■ Region pointing data ■
::::
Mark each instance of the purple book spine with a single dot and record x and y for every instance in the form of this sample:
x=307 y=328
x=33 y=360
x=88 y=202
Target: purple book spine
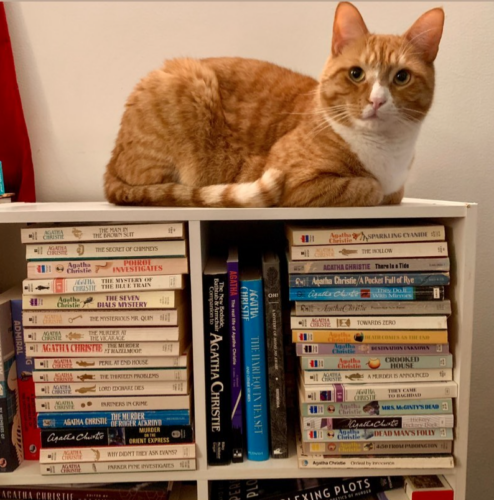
x=235 y=356
x=351 y=349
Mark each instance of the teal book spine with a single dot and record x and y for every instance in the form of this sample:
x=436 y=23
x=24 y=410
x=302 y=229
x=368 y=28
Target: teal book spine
x=255 y=374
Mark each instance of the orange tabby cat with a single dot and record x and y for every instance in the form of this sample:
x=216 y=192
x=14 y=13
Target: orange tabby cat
x=232 y=132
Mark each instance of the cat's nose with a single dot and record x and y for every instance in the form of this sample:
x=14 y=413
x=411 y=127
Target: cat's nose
x=377 y=102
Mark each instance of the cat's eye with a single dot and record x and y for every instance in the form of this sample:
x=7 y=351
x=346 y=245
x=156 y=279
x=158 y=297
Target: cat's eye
x=357 y=74
x=402 y=77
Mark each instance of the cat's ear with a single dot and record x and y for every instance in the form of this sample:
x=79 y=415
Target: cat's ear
x=426 y=32
x=348 y=26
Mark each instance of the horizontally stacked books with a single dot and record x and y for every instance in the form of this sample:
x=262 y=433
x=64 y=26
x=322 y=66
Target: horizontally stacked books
x=106 y=317
x=370 y=326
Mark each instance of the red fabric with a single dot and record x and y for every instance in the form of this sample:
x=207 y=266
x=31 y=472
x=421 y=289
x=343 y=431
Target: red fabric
x=15 y=150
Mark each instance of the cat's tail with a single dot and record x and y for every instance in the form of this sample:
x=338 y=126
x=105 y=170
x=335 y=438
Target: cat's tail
x=264 y=192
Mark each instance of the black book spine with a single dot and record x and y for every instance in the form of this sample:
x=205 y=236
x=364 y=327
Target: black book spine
x=116 y=436
x=275 y=355
x=217 y=347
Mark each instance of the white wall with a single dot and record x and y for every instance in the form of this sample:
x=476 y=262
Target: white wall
x=77 y=62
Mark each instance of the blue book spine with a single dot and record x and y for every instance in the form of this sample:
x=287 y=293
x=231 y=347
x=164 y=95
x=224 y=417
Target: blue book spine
x=371 y=293
x=235 y=356
x=113 y=419
x=255 y=378
x=360 y=280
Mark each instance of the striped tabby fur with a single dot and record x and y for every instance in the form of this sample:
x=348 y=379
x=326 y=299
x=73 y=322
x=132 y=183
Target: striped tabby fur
x=233 y=132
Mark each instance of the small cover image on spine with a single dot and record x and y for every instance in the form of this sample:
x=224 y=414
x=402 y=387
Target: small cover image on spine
x=255 y=374
x=217 y=353
x=237 y=402
x=274 y=353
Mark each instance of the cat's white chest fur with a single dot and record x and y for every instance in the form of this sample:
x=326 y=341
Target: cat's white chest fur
x=387 y=156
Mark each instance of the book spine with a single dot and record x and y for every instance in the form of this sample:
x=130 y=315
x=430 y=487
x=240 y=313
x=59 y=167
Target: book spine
x=11 y=448
x=100 y=388
x=25 y=386
x=370 y=322
x=107 y=232
x=328 y=308
x=89 y=492
x=375 y=363
x=237 y=435
x=376 y=377
x=218 y=396
x=102 y=285
x=87 y=376
x=45 y=349
x=114 y=250
x=108 y=363
x=106 y=268
x=122 y=467
x=369 y=462
x=378 y=448
x=374 y=250
x=116 y=436
x=68 y=420
x=375 y=349
x=378 y=408
x=436 y=264
x=402 y=422
x=359 y=280
x=135 y=334
x=255 y=376
x=336 y=435
x=367 y=392
x=371 y=336
x=320 y=236
x=135 y=300
x=118 y=453
x=377 y=293
x=274 y=357
x=101 y=318
x=118 y=403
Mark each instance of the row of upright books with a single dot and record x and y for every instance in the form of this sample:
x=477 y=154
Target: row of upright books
x=103 y=343
x=369 y=322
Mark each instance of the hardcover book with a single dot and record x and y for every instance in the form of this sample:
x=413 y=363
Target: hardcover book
x=274 y=353
x=217 y=352
x=255 y=375
x=235 y=355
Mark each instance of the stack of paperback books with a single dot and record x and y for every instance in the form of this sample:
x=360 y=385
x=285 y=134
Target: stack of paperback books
x=370 y=326
x=106 y=319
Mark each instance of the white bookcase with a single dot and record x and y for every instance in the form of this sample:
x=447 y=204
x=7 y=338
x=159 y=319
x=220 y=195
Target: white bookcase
x=208 y=227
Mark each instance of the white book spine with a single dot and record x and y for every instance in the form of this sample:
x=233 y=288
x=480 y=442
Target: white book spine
x=114 y=250
x=87 y=376
x=69 y=349
x=369 y=251
x=118 y=403
x=405 y=422
x=164 y=334
x=105 y=388
x=385 y=462
x=100 y=318
x=117 y=453
x=314 y=377
x=106 y=268
x=116 y=300
x=326 y=236
x=370 y=392
x=54 y=234
x=370 y=322
x=122 y=467
x=106 y=363
x=102 y=285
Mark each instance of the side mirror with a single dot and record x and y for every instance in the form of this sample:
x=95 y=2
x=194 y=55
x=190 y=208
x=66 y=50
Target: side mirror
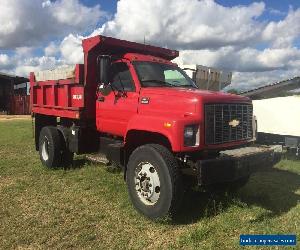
x=104 y=63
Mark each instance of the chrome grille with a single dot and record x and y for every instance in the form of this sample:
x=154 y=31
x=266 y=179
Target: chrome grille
x=218 y=117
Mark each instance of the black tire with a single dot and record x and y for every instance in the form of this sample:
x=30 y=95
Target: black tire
x=50 y=146
x=171 y=188
x=66 y=155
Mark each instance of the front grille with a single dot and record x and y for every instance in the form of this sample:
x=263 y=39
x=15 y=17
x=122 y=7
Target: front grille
x=218 y=117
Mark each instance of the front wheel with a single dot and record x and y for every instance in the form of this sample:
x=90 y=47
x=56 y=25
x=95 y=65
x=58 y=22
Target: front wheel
x=154 y=181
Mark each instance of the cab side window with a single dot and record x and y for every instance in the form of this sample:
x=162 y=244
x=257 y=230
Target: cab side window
x=121 y=77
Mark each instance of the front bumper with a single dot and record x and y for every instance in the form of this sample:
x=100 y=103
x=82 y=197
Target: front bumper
x=234 y=164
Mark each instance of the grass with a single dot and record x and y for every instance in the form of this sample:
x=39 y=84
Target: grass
x=88 y=207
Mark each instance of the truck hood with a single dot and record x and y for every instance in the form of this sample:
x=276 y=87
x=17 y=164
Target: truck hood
x=182 y=102
x=202 y=95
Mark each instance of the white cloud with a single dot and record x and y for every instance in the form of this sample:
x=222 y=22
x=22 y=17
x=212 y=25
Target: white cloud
x=204 y=31
x=71 y=49
x=52 y=49
x=283 y=33
x=31 y=22
x=185 y=24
::::
■ AIM OF THE TASK ■
Transcribe every line in the entries above, taking out only the images.

■ RESPONSE TO THE EXERCISE ■
Mark each instance of the purple book spine with a single dot and record x and y for every instance in the form of this sample:
x=307 y=328
x=33 y=360
x=88 y=202
Target: purple book spine
x=235 y=356
x=351 y=349
Mark each instance of the teal book spine with a single dot and record x and y for every instance in the form of this sample:
x=436 y=23
x=24 y=410
x=302 y=229
x=368 y=28
Target: teal book spine
x=255 y=374
Mark each instance of the orange tabby cat with a single dot and record x and y for every instance in the form of this sample:
x=216 y=192
x=14 y=13
Target: orange tabby cat
x=232 y=132
Mark each instance of the cat's nose with a single dot and record x and y for every instance in the form of this sample:
x=14 y=413
x=411 y=127
Target: cat's nose
x=377 y=102
Mark each instance of the cat's eye with a single dot and record x and y for every instance in the form of this sample:
x=7 y=351
x=346 y=245
x=156 y=279
x=158 y=297
Target: cat's eye
x=357 y=74
x=402 y=77
Mark each instance of the cat's ear with a single dot and record x and y for every instance in the form of this sample:
x=79 y=415
Target: cat's ear
x=426 y=32
x=348 y=26
Mark each instance of the horizontally stacked books with a single dot and record x and y for every instance in the form of this sample:
x=262 y=433
x=64 y=26
x=322 y=66
Target: horizontally stacked books
x=106 y=317
x=370 y=326
Mark each instance of the red fabric with a single dot and record x and y for every instance in the form of this sample:
x=207 y=266
x=31 y=472
x=421 y=289
x=343 y=431
Target: red fabric
x=15 y=150
Mark each instance of the cat's tail with a single dot and record x and y for every instance in the form of this sample:
x=338 y=126
x=105 y=170
x=335 y=438
Target: cat's tail
x=264 y=192
Mark each instance of the black book spine with a single dot and record x and y for every instance in the form of this sample:
x=205 y=236
x=364 y=327
Target: black book spine
x=116 y=436
x=275 y=355
x=217 y=347
Mark each instance of the white wall with a single dot and record x and y for every instance in the form of this sample:
x=476 y=262
Target: white wall
x=77 y=62
Mark each instance of the blue book spine with a single dot and record x and y for every instance in the form of this sample:
x=287 y=293
x=231 y=347
x=164 y=95
x=224 y=417
Target: blue book spine
x=371 y=293
x=235 y=356
x=113 y=419
x=255 y=378
x=360 y=280
Mark each instance of the striped tabby fur with a single dot and record x and y for every instance in the form of this sample:
x=348 y=379
x=326 y=299
x=73 y=322
x=132 y=183
Target: striped tabby fur
x=233 y=132
Mark each instance of the small cover image on spine with a single dot and record x and y for every instance in the form of this sample:
x=224 y=414
x=402 y=387
Target: small cover image on spine
x=255 y=374
x=217 y=353
x=237 y=402
x=274 y=353
Mark each instance of the cat's white chest fur with a single dot and record x and y for every instance in the form of this sample:
x=326 y=341
Target: cat's white chest fur
x=387 y=156
Mark each instance of the book spine with a single dot and record x and y for every instance in the form of this sample:
x=130 y=315
x=430 y=487
x=240 y=313
x=59 y=167
Target: book spine
x=11 y=448
x=100 y=388
x=25 y=386
x=370 y=322
x=107 y=232
x=328 y=308
x=89 y=492
x=375 y=363
x=237 y=435
x=376 y=377
x=218 y=396
x=102 y=285
x=87 y=376
x=45 y=349
x=114 y=250
x=108 y=363
x=106 y=268
x=122 y=467
x=369 y=462
x=378 y=448
x=374 y=250
x=116 y=436
x=68 y=420
x=375 y=349
x=378 y=408
x=436 y=264
x=402 y=422
x=359 y=280
x=135 y=334
x=255 y=376
x=336 y=435
x=367 y=392
x=371 y=336
x=320 y=236
x=135 y=300
x=118 y=453
x=377 y=293
x=274 y=357
x=101 y=318
x=118 y=403
Mark each instance of the row of upright books with a single dot and record x and y for every instance in the form of this sample:
x=477 y=154
Target: row of upright books
x=103 y=343
x=369 y=322
Mark each instance of the hardcover book with a single dot and record x and y for every instance in the form of this sample:
x=413 y=363
Target: hardcover book
x=274 y=353
x=217 y=352
x=255 y=375
x=235 y=355
Mark each instance of the stack of paperback books with a single dot and record x and y for every instance in the form of this sample:
x=360 y=385
x=285 y=134
Target: stack of paperback books
x=370 y=326
x=106 y=319
Mark each instance of the white bookcase with a single dot and record x and y for every instance in the form of this sample:
x=447 y=204
x=7 y=338
x=159 y=319
x=220 y=195
Target: white bookcase
x=208 y=227
Mark each instance of the white book spine with a single dot and record x and y for every instance in the form of this sample:
x=233 y=288
x=480 y=442
Target: white book spine
x=114 y=250
x=87 y=376
x=69 y=349
x=369 y=251
x=118 y=403
x=405 y=422
x=164 y=334
x=105 y=388
x=385 y=462
x=100 y=318
x=117 y=453
x=314 y=377
x=106 y=268
x=116 y=300
x=326 y=236
x=370 y=392
x=54 y=234
x=370 y=322
x=122 y=467
x=106 y=363
x=102 y=285
Mark each instance of the side mirror with a single dot and record x and y for every instance in the form of this sample:
x=95 y=2
x=194 y=55
x=190 y=208
x=66 y=50
Target: side mirror
x=104 y=63
Mark each instance of the chrome grille with a single dot and record x and y for every instance in the form of this sample:
x=154 y=31
x=266 y=179
Target: chrome grille
x=218 y=117
Mark each instance of the black tire with a single dot and record x and y for every instance in the form of this sample:
x=30 y=95
Target: black tire
x=50 y=146
x=171 y=188
x=66 y=155
Mark each instance of the front grille with a single dot and record x and y for every instance in the form of this sample:
x=263 y=39
x=15 y=17
x=122 y=7
Target: front grille
x=218 y=117
Mark each instance of the front wheel with a single dot and record x and y for every instance in the form of this sample:
x=90 y=47
x=56 y=25
x=95 y=65
x=58 y=22
Target: front wheel
x=154 y=181
Mark each instance of the cab side window with a single dot and record x and y for every instance in the form of this sample:
x=162 y=244
x=257 y=230
Target: cab side window
x=121 y=77
Mark each instance of the front bumper with a single dot and record x and y for every instance in the form of this sample:
x=100 y=103
x=82 y=197
Target: front bumper
x=234 y=164
Mark each instance of the grass with a single dot and record x and y for every instance in the form of this sample:
x=39 y=84
Target: grass
x=88 y=207
Mark each instance of the truck hood with a single dot and record x and y for every instance in the form of this sample:
x=276 y=87
x=17 y=164
Target: truck hood
x=182 y=102
x=202 y=95
Mark each instance of the white cloud with a single dot and record x and y for every instance in the form of this sample:
x=222 y=22
x=22 y=17
x=212 y=25
Target: white cloud
x=204 y=31
x=71 y=49
x=52 y=49
x=283 y=33
x=31 y=22
x=185 y=24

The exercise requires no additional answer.